_Exercise objective_
The expected answer is a verbatim transcription of the lines below, beginning with the first and ending with the line that holds "cloud in the photo above", without pictures.

_Data records_
--- START ---

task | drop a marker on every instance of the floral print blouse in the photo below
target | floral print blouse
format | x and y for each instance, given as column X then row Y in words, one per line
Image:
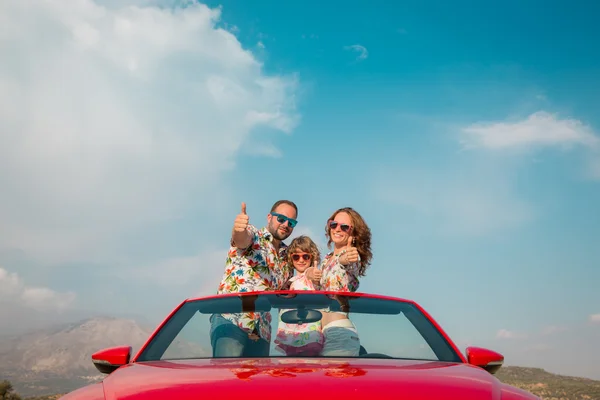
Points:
column 259, row 267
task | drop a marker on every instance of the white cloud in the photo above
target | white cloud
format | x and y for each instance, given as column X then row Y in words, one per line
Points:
column 13, row 289
column 553, row 329
column 469, row 202
column 113, row 116
column 506, row 334
column 201, row 272
column 362, row 51
column 539, row 129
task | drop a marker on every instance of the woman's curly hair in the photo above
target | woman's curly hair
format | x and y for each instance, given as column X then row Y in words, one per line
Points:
column 361, row 234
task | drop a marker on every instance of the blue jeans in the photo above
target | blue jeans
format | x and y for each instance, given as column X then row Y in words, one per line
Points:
column 229, row 340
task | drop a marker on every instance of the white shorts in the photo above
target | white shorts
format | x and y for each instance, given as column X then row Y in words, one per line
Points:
column 341, row 339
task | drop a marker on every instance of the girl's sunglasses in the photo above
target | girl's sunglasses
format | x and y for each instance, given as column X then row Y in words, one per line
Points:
column 282, row 218
column 344, row 227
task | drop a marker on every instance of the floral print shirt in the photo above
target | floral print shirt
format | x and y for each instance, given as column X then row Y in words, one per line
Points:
column 338, row 277
column 293, row 339
column 259, row 267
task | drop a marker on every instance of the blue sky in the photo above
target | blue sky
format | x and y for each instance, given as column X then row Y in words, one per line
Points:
column 466, row 135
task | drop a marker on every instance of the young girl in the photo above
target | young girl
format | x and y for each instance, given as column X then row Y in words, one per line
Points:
column 305, row 339
column 340, row 272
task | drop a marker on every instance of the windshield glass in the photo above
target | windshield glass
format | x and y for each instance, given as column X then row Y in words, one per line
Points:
column 300, row 325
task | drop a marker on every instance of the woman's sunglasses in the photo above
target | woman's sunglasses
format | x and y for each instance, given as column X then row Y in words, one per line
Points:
column 344, row 227
column 282, row 218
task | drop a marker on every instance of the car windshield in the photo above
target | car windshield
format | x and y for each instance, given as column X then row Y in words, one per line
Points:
column 380, row 327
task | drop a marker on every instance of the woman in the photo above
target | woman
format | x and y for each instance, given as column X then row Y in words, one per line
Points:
column 340, row 270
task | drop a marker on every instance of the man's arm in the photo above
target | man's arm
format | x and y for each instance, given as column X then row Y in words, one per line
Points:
column 241, row 237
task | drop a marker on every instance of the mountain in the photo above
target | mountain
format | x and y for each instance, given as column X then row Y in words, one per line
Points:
column 550, row 386
column 57, row 360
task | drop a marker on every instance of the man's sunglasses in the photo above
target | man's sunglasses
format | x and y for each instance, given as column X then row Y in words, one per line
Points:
column 282, row 218
column 296, row 257
column 344, row 227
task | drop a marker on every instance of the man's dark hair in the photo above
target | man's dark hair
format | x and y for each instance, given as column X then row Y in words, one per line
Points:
column 280, row 202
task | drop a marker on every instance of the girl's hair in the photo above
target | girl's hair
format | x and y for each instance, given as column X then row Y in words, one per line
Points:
column 306, row 245
column 361, row 234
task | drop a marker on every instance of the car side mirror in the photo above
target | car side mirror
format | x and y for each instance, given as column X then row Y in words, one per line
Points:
column 484, row 358
column 108, row 360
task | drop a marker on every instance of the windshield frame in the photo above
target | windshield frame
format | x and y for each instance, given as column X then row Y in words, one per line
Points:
column 158, row 342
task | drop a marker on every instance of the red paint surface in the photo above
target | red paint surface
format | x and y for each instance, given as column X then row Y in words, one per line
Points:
column 296, row 378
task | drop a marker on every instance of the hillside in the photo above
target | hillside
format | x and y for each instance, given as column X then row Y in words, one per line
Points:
column 54, row 361
column 550, row 386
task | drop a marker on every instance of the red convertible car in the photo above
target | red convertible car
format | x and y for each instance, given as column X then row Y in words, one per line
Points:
column 404, row 354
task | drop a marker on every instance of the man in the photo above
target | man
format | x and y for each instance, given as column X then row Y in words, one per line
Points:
column 255, row 262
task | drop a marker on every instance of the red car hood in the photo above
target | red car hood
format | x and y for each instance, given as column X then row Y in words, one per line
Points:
column 292, row 379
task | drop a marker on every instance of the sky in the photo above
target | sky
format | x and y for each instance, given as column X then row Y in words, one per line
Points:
column 467, row 135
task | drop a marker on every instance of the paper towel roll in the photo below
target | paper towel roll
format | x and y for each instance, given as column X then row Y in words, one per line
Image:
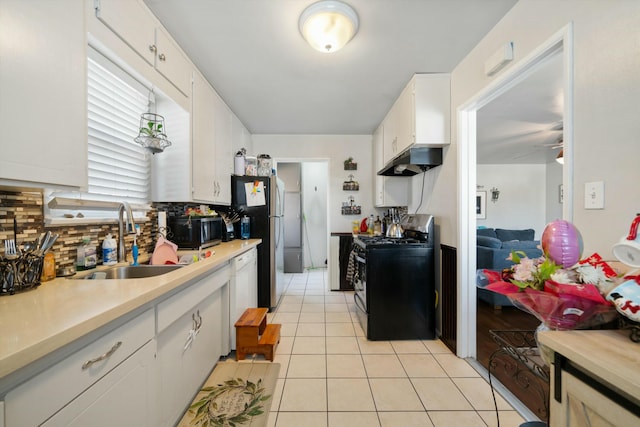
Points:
column 238, row 165
column 162, row 221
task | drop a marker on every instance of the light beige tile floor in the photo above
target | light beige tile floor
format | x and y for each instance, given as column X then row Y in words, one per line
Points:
column 332, row 376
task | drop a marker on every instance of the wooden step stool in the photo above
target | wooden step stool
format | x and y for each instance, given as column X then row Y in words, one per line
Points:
column 253, row 335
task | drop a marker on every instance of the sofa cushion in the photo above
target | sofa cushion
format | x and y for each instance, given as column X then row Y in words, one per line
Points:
column 507, row 235
column 520, row 245
column 489, row 242
column 487, row 232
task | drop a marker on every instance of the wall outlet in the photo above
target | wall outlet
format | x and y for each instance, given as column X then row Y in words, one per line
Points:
column 594, row 195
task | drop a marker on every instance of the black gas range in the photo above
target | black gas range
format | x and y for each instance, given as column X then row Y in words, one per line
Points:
column 381, row 241
column 394, row 282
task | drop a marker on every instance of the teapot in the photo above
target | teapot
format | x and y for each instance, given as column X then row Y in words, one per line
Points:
column 627, row 250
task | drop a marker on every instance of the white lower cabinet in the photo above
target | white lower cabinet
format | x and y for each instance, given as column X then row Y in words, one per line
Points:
column 144, row 372
column 191, row 332
column 586, row 405
column 122, row 398
column 112, row 373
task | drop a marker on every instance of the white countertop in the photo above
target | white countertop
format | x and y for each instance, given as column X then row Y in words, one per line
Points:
column 607, row 354
column 37, row 322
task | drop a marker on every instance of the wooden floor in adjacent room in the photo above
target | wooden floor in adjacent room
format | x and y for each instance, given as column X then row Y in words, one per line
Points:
column 509, row 318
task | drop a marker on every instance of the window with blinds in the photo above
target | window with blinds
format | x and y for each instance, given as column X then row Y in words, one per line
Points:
column 118, row 168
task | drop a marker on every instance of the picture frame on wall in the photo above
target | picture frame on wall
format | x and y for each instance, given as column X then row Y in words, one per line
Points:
column 481, row 205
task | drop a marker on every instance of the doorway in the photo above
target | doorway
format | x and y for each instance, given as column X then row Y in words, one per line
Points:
column 561, row 44
column 519, row 137
column 306, row 213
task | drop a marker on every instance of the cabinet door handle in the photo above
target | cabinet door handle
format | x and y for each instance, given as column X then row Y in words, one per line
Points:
column 108, row 354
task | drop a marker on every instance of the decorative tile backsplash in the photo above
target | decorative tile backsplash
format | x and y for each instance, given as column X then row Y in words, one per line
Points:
column 27, row 208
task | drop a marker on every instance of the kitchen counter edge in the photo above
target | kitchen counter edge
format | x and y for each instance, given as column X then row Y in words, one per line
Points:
column 607, row 354
column 38, row 322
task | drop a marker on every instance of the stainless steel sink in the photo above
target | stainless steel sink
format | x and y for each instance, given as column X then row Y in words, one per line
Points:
column 130, row 272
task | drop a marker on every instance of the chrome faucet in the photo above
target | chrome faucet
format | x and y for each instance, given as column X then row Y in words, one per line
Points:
column 130, row 226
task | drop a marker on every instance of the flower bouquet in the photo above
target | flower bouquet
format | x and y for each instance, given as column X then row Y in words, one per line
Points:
column 563, row 292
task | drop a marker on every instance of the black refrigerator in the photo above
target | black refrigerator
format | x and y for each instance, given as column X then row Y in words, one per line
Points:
column 261, row 198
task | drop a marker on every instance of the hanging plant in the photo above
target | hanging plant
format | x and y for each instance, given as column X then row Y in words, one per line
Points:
column 153, row 129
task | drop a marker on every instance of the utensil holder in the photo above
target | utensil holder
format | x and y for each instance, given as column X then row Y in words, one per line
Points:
column 20, row 273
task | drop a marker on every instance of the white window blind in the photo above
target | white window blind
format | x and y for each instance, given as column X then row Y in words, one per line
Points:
column 118, row 168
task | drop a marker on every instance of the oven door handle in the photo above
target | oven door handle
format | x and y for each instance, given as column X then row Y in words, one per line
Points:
column 357, row 300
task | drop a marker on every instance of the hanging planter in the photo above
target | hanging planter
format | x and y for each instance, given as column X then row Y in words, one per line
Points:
column 152, row 133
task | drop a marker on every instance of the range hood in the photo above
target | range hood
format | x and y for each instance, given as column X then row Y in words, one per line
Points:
column 412, row 161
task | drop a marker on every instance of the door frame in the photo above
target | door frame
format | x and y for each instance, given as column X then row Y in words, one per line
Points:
column 562, row 41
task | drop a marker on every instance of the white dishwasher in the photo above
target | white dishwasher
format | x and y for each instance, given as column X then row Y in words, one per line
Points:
column 244, row 289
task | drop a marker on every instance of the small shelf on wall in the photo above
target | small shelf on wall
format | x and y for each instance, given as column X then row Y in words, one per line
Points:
column 351, row 210
column 350, row 165
column 350, row 185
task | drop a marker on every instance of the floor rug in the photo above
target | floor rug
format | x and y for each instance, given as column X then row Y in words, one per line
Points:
column 235, row 394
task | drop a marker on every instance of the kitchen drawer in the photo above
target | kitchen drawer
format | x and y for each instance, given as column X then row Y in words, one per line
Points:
column 34, row 401
column 125, row 397
column 174, row 307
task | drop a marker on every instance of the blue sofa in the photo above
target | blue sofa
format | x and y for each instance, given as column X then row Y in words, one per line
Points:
column 493, row 248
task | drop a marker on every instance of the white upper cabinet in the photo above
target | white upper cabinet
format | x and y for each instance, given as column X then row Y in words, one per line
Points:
column 134, row 23
column 420, row 115
column 201, row 171
column 223, row 158
column 43, row 65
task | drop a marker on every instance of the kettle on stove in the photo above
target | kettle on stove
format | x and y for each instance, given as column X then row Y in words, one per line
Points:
column 394, row 230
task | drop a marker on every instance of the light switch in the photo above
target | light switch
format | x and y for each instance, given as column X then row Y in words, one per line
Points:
column 594, row 195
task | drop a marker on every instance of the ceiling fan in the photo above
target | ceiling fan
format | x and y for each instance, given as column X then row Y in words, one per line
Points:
column 555, row 142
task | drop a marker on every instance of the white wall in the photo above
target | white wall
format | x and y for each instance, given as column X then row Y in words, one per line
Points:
column 522, row 196
column 315, row 180
column 553, row 208
column 606, row 93
column 335, row 149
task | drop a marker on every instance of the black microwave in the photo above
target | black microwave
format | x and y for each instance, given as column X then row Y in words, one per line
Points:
column 195, row 232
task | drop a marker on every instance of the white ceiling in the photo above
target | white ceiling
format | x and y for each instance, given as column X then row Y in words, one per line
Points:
column 253, row 54
column 524, row 125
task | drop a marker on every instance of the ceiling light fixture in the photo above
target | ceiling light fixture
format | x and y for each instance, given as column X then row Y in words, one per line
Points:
column 328, row 25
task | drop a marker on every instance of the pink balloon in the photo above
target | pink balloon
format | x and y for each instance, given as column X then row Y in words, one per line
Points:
column 562, row 243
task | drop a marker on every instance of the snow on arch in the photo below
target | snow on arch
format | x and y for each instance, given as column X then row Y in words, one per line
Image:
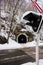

--- END ---

_Result of the exercise_
task | drop a marker on every instance of the floral print blouse in the photo below
target | floral print blouse
format | x and y for each instance, given as column X then row Y in words, one per line
Image:
Points:
column 259, row 267
task | drop a marker on every instance of the white cloud in the photo above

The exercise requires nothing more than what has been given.